#### PASSAGE FOR REVIEW ####

Mary Jane “Maj” Birch had a dream — a new wildlife rescue and education centre. She did not live to see her dream realized. Cancer took her life on November 18, 2015. “Maj,” as she was known on Vancouver Island, British Columbia left $200,000 from her estate to help the dream become a reality.

“Over the years, it`s been scary at times, thinking that we may have to shut down, so it`s always a struggle,” said Maj in an interview with the Campbell River Mirror in 2011.

Maj and husband Keith founded the MARS wildlife rescue on their property in the Comox Valley in 1995. Keith managed the business end and Maj spent her time rescuing injured, sick or abandoned wildlife, aiding their recovery and rehabilitation and seeing their release.

When MARS took possession of the new property, Maj told reporters,

“I’ve been dreaming about this for almost 10 years. Although my property has served us well, we have outgrown it tremendously. There’s not enough water and it’s Agriculture Land Reserve land so we’re restricted in having public access. More and more of the public is coming to see what we do.”

#### LISTED RECORDS ####

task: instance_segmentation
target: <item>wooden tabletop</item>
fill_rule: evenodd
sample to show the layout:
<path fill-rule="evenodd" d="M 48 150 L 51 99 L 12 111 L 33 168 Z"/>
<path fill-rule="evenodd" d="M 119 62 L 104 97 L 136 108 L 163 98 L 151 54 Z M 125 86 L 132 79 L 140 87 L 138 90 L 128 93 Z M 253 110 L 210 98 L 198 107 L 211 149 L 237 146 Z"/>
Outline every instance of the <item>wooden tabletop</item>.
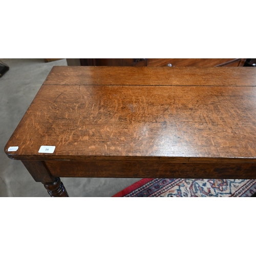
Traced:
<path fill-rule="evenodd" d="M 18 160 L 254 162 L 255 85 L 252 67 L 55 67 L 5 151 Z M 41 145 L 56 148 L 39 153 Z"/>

####

### [ASSIGNMENT]
Rewrite the part of the Maj Birch text that begins with the words "Maj and husband" and ends with "seeing their release.", changing "injured" to "hurt".

### [SOLVED PROBLEM]
Maj and husband Keith founded the MARS wildlife rescue on their property in the Comox Valley in 1995. Keith managed the business end and Maj spent her time rescuing hurt, sick or abandoned wildlife, aiding their recovery and rehabilitation and seeing their release.